▶ **DIRECTIVES**:
a. Reproduce verbatim the portion of the Lukang passage that opens with the words containing "These days it" and closes with "along Dihua Street.".
b. Rewrite the records from the line containing "[indicate] eye (a" through the end of the records, both ends included, and keep every line. Multiply each coordinate value in the answers by 0.95 and round to the nearest whole number, with halves rounded up.

▶ **GIVEN PASSAGE**:
────

Tea, Tigers, and Temples in Lukang

Lukang, which once served as an important trading port for Taiwan, now sees tourists flocking to enjoy traditional fare and historic sites.


Its name may mean deer harbor (鹿港), but today Lukang (sometimes rendered Lugang) is more a city of birds. In the shifting hours when day becomes night and night becomes day, the winding, brick-paved streets of this historical town surprisingly fill with birdsong.  

Facing China halfway down Taiwan’s west coast in Changhua County, Lukang was one of the island’s most important ports in the 17th and 18th centuries. Its ships were laden with rice, sugar, cloth, and timber. Prosperous merchants built themselves mansions here, while a growing number of migrants from across the Strait fueled the demand for ever grander temples. Lukang was a dynamic center of culture and craftsmanship until the 19th century when the harbor silted up, railroads opened new transport options, and the capital was moved from Tainan in the south to Taipei up north. 

These days it is tourists – not traders – who flock to Lukang. They come to admire the old twisting streets and heritage buildings, renovated and converted into teashops and souvenir stores. And they come to marvel at two of the most stunning temples in Taiwan – Lukang Tianhou Temple (天后宮, also known as Mazu Temple) and Lungshan Temple (龍山寺). In terms of visitor experiences, Lukang is a bit of a crossover between New Taipei’s old hill mining town Jiufen and Taipei’s traditional shophouse district along Dihua Street.

────

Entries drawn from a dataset

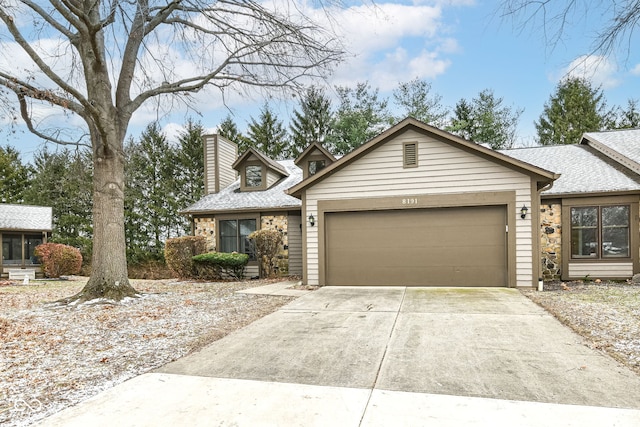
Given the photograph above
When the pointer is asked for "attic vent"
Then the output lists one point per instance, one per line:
(410, 155)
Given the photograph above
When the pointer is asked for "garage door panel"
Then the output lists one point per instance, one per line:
(417, 247)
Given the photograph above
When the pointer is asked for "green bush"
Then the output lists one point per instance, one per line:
(58, 259)
(179, 253)
(267, 244)
(217, 265)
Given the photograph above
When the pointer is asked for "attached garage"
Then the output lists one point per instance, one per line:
(457, 246)
(417, 206)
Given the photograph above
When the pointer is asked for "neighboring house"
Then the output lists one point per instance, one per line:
(419, 206)
(589, 217)
(22, 228)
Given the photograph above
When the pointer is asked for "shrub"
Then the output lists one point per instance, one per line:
(267, 245)
(58, 259)
(179, 253)
(216, 265)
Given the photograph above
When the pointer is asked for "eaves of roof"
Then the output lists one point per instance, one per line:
(542, 175)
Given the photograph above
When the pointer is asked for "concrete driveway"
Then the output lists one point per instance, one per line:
(383, 356)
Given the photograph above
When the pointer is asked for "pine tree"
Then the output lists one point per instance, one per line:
(62, 180)
(268, 135)
(416, 100)
(486, 120)
(360, 117)
(312, 123)
(150, 200)
(573, 109)
(228, 129)
(15, 176)
(189, 173)
(628, 118)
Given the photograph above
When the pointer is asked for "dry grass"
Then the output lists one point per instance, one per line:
(52, 359)
(606, 314)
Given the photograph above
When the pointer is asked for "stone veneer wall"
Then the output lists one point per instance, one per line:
(206, 227)
(280, 223)
(551, 240)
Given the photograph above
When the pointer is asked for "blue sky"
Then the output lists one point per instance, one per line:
(460, 46)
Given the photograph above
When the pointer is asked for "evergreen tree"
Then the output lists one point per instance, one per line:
(360, 117)
(189, 174)
(628, 118)
(268, 135)
(14, 176)
(416, 100)
(150, 199)
(573, 109)
(229, 130)
(63, 180)
(486, 120)
(312, 123)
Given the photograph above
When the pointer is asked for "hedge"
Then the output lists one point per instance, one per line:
(179, 252)
(58, 259)
(217, 265)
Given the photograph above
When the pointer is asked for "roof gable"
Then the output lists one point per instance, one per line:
(315, 148)
(543, 176)
(231, 199)
(583, 169)
(253, 154)
(25, 218)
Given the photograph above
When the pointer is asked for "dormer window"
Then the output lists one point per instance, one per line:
(313, 159)
(315, 166)
(253, 176)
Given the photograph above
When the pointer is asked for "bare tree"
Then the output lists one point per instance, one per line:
(101, 60)
(618, 18)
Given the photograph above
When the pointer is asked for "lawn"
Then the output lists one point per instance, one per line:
(606, 314)
(52, 359)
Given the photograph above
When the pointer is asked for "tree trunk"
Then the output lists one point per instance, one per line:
(109, 277)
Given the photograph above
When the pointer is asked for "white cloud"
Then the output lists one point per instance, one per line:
(599, 70)
(390, 43)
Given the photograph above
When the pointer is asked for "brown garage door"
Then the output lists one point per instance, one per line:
(417, 247)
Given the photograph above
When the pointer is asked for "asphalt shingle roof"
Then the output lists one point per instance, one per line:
(583, 169)
(231, 198)
(26, 218)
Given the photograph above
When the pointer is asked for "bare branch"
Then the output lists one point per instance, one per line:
(620, 20)
(24, 113)
(44, 67)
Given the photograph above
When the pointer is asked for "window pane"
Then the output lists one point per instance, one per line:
(228, 236)
(315, 166)
(247, 226)
(584, 232)
(253, 176)
(12, 249)
(584, 217)
(30, 243)
(615, 231)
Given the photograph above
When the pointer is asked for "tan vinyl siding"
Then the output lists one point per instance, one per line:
(294, 232)
(442, 169)
(219, 156)
(209, 164)
(227, 154)
(272, 178)
(251, 271)
(609, 270)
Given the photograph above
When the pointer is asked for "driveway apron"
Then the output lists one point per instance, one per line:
(359, 356)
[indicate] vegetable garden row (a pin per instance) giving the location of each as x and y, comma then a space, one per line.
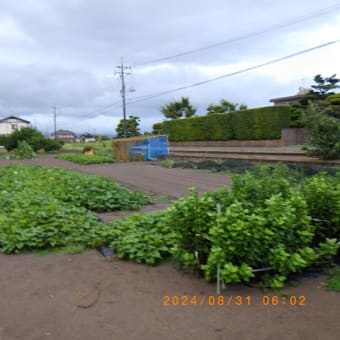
269, 218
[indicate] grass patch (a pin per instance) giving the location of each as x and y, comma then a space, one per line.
85, 159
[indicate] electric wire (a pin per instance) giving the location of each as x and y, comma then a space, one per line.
247, 36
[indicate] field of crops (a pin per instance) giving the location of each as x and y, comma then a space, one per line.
269, 219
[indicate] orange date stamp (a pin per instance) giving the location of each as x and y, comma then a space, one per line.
232, 300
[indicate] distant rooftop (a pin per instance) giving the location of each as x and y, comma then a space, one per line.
290, 99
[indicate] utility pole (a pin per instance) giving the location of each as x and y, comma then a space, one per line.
122, 73
55, 121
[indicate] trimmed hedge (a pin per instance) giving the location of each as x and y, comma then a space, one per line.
252, 124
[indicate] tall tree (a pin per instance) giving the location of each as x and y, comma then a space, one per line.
224, 107
178, 109
322, 96
132, 127
324, 86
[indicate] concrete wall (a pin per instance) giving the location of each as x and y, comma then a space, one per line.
294, 136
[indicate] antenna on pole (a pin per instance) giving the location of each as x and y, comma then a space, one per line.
55, 121
122, 73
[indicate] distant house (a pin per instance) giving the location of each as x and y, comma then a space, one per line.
64, 136
87, 137
290, 99
11, 123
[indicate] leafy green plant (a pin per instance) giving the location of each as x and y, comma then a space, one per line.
322, 194
91, 192
333, 283
33, 137
80, 158
142, 238
325, 134
43, 208
191, 218
41, 221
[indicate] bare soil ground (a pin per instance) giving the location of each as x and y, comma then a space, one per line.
85, 296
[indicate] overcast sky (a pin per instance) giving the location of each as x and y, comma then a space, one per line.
64, 53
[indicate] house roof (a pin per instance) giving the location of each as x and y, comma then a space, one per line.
62, 132
13, 117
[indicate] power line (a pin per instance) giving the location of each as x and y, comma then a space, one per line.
251, 68
247, 36
122, 73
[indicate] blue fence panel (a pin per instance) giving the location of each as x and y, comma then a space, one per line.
150, 148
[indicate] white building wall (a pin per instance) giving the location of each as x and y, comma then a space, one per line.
10, 125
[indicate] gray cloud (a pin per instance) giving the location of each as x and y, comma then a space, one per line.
64, 52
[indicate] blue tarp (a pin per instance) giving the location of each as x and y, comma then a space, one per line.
150, 148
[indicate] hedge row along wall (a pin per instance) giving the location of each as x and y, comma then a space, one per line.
253, 124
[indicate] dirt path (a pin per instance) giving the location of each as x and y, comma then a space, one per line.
84, 296
143, 176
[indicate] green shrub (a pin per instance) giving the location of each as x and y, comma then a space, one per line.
253, 124
80, 158
51, 145
32, 137
91, 192
322, 194
24, 151
142, 238
191, 218
49, 207
325, 134
40, 221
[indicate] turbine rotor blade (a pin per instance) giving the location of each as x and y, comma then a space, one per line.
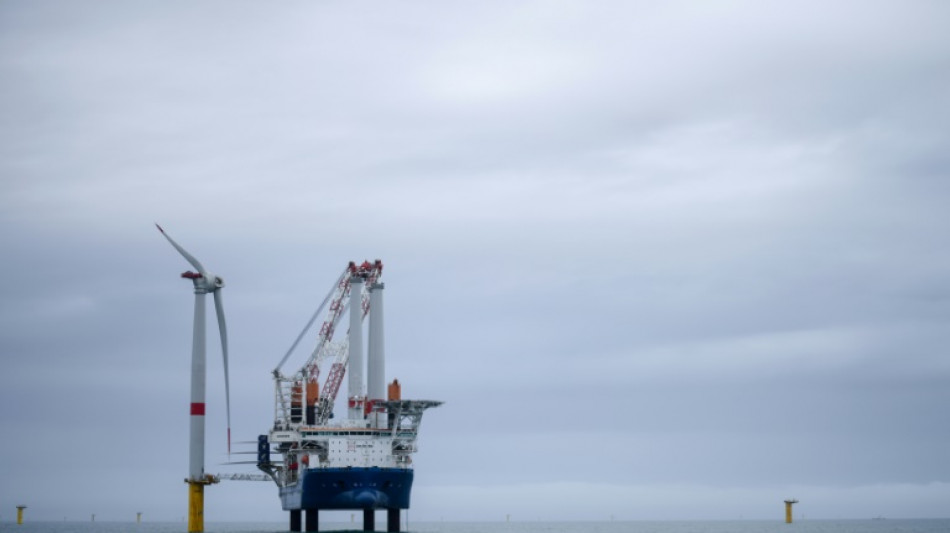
188, 257
223, 328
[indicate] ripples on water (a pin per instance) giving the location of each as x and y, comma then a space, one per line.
745, 526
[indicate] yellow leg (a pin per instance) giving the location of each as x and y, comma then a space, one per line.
196, 507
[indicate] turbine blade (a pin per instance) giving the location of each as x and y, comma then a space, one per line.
223, 328
188, 257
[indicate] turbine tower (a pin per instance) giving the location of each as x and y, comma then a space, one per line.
204, 282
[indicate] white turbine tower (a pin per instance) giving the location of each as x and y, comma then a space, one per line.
204, 283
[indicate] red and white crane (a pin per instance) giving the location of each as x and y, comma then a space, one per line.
298, 398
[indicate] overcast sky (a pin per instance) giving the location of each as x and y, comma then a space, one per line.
662, 260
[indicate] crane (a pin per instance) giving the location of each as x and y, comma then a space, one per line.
294, 391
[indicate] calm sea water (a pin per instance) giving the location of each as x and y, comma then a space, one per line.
745, 526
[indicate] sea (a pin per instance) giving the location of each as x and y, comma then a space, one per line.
743, 526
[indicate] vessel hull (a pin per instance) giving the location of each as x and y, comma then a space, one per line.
349, 488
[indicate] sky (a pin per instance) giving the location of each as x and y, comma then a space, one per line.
661, 260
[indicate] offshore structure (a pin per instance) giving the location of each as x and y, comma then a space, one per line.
788, 509
364, 460
204, 283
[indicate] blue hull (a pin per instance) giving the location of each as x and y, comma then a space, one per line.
349, 488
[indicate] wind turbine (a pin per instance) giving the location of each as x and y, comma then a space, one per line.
204, 283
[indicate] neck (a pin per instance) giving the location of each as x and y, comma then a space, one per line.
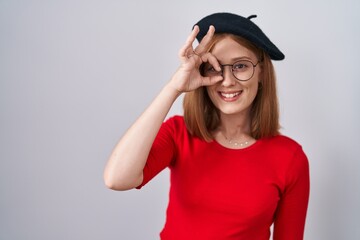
235, 126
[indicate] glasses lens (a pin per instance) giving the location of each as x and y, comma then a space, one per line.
243, 70
208, 70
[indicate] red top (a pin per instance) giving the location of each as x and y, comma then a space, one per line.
220, 193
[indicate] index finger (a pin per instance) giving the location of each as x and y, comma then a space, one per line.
206, 39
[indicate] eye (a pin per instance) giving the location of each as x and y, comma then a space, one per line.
210, 70
241, 66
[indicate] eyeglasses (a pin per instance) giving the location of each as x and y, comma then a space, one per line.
242, 70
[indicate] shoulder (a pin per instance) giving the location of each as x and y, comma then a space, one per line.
285, 150
174, 125
282, 143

────

▶ **TASK-BY-TASK ANSWERS**:
a.
These days it is tourists – not traders – who flock to Lukang. They come to admire the old twisting streets and heritage buildings, renovated and converted into teashops and souvenir stores. And they come to marvel at two of the most stunning temples in Taiwan – Lukang Tianhou Temple (天后宮, also known as Mazu Temple) and Lungshan Temple (龍山寺). In terms of visitor experiences, Lukang is a bit of a crossover between New Taipei’s old hill mining town Jiufen and Taipei’s traditional shophouse district along Dihua Street.

b.
[indicate] eye (a pin per instance) giving the location of each as x and y, comma then a space, one per line.
200, 67
229, 63
[indicate] eyeglasses (a pin per instance) giving the location of each as x and y, comma then a space, one per line.
230, 67
[indicate] shoulder (a pin per instance) giving the location of each as x and y, comma then a space, one per line.
271, 143
165, 119
268, 136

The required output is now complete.